======== Supplied material ========
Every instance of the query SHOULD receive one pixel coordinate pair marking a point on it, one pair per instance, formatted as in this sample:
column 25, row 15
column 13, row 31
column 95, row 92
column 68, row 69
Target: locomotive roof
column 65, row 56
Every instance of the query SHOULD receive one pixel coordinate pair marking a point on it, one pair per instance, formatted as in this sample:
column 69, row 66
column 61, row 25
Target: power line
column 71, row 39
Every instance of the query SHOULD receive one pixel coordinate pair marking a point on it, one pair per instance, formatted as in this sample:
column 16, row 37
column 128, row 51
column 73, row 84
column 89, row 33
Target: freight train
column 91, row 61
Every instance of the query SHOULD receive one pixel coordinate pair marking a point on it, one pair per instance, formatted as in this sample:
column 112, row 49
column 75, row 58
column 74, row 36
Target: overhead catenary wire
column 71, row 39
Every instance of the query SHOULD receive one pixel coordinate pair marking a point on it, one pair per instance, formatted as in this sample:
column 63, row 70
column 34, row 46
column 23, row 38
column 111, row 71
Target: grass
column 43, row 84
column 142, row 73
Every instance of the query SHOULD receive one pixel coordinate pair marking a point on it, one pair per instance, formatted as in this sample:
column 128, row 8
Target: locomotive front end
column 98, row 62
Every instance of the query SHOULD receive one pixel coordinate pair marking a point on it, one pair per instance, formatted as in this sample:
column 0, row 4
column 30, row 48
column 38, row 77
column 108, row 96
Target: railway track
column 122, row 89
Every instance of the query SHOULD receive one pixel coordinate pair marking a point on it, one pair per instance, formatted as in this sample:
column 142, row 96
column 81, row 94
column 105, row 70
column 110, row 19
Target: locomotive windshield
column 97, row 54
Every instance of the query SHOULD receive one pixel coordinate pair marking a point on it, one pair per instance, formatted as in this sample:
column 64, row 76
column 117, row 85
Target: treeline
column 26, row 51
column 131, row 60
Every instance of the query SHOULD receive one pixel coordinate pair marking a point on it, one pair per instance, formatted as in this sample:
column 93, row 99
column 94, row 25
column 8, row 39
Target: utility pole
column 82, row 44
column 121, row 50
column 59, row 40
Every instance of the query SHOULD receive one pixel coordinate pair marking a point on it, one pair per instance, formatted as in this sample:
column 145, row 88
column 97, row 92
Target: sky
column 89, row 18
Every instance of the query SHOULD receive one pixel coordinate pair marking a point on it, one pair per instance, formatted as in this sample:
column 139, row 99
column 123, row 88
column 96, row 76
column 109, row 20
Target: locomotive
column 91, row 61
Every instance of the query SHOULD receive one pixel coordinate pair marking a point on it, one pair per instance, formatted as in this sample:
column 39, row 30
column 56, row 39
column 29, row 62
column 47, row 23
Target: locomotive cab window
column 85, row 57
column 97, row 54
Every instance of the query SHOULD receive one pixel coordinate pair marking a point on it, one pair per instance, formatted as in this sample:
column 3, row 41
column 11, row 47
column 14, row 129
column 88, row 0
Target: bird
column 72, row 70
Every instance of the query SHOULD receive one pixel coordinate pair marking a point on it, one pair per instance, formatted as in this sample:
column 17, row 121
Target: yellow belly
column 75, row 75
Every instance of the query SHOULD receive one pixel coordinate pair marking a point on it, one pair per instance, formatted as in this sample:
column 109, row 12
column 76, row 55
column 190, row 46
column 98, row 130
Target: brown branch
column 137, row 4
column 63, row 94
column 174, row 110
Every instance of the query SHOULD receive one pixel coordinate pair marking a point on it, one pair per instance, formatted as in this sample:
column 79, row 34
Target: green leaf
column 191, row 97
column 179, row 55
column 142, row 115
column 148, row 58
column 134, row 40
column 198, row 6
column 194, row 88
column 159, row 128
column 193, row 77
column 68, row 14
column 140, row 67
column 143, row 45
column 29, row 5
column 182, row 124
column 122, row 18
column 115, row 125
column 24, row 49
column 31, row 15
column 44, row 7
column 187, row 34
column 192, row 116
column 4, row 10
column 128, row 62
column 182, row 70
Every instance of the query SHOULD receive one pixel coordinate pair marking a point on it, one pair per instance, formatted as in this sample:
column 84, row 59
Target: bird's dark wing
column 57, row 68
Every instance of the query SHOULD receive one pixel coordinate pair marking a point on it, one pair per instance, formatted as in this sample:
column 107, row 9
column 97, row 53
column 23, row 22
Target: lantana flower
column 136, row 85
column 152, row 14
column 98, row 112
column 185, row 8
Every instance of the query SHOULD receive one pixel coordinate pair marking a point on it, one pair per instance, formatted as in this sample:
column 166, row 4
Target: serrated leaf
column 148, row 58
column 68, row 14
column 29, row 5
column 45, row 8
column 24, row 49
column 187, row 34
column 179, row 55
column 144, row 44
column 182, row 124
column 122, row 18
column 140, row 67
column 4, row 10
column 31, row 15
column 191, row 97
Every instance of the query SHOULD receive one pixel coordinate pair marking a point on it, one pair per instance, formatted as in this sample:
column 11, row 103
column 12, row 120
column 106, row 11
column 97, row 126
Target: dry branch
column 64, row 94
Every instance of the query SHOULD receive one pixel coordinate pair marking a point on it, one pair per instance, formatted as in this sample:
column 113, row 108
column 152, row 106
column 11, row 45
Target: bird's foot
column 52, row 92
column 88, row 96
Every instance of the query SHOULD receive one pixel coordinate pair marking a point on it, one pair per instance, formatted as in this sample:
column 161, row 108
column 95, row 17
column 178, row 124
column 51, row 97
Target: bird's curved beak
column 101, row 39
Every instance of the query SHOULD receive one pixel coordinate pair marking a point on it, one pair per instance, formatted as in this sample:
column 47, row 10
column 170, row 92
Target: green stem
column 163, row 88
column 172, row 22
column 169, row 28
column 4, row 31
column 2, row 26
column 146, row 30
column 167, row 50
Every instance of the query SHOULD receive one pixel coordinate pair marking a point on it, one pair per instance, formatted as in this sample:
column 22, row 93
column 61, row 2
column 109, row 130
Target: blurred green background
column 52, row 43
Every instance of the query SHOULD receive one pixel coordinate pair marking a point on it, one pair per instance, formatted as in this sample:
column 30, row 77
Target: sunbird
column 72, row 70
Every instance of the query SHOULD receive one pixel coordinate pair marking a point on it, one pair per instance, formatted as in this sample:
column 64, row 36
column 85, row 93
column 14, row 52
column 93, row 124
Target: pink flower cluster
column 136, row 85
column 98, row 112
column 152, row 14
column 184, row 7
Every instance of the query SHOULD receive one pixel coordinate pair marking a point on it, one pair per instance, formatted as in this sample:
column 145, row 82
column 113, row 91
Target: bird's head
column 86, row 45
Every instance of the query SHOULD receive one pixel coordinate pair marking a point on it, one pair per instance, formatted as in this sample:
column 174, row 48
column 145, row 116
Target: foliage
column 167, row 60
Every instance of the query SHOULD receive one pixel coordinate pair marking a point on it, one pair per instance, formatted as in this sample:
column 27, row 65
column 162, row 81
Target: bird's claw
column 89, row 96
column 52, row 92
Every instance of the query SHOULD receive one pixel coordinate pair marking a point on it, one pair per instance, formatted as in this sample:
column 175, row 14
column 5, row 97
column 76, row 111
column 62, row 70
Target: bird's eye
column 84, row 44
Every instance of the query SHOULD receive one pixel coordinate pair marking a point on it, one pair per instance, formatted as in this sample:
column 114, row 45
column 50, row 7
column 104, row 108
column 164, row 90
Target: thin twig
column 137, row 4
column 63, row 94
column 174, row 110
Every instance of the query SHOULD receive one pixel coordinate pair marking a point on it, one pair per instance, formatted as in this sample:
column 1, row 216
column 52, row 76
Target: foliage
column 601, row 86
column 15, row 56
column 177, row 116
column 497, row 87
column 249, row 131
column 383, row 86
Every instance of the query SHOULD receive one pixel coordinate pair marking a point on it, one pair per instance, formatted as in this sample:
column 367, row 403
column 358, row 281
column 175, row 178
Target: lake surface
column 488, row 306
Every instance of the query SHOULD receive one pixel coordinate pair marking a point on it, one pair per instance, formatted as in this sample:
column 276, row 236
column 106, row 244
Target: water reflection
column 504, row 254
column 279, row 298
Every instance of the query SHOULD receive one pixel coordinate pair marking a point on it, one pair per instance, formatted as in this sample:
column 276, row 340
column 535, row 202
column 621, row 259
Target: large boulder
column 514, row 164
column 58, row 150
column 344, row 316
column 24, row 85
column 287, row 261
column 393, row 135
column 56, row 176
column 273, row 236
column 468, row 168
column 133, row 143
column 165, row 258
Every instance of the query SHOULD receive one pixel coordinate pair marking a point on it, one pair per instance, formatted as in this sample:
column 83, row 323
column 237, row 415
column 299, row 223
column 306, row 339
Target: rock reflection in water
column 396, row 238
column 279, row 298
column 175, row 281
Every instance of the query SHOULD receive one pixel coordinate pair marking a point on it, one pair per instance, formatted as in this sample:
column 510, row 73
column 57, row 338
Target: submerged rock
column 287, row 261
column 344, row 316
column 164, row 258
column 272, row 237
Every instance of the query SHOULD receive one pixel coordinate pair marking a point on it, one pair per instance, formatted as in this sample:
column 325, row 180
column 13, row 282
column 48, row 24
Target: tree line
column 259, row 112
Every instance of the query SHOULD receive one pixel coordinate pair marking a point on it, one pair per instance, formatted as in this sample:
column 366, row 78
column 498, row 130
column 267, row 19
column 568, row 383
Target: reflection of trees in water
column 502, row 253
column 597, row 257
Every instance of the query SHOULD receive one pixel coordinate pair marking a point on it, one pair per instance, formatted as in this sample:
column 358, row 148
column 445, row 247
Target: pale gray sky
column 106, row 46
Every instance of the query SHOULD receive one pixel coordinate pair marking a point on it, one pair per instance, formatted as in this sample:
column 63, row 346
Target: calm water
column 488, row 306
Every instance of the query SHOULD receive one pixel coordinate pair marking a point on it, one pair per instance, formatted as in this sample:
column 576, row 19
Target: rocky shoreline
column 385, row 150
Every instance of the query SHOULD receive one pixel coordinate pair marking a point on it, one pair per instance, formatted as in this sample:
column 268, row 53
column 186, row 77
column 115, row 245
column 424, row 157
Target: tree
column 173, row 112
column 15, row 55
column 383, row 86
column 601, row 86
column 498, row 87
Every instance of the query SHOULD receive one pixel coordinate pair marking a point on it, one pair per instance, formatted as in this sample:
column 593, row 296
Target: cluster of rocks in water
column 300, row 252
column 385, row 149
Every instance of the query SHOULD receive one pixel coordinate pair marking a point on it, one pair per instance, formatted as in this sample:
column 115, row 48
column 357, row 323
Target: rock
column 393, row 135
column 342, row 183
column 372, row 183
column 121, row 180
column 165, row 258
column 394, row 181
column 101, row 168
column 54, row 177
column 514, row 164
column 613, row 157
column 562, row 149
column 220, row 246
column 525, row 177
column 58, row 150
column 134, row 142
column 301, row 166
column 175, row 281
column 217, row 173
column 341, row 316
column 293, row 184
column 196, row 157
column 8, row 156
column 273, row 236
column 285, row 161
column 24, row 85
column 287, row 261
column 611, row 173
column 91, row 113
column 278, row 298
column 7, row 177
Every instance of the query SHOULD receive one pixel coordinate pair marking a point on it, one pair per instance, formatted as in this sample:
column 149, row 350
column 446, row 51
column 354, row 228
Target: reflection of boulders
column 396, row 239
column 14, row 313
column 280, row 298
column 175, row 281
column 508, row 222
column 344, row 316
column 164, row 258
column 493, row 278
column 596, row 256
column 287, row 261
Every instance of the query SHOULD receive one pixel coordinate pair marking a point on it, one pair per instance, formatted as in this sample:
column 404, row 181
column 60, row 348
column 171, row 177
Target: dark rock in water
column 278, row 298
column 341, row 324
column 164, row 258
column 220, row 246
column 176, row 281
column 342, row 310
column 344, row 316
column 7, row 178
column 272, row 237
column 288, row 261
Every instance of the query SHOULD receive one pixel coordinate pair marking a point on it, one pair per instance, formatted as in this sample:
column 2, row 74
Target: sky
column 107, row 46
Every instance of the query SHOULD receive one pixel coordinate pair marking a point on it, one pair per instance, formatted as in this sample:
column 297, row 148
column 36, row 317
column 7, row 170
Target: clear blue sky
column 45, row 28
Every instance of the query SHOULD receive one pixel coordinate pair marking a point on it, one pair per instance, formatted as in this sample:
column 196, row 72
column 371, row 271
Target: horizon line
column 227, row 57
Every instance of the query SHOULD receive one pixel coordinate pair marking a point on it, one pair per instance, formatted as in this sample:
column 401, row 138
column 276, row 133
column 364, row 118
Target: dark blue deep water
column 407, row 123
========
Assignment » In the entries above, restate word for word the lines between the one holding "Target: power line" and the one holding "column 89, row 33", inclusive, and nothing besides.

Output »
Target: power line
column 71, row 39
Every instance of the query SHOULD receive one pixel coordinate pair marking a point on it, one pair per instance, formatted as in this sample:
column 16, row 37
column 128, row 51
column 73, row 84
column 89, row 33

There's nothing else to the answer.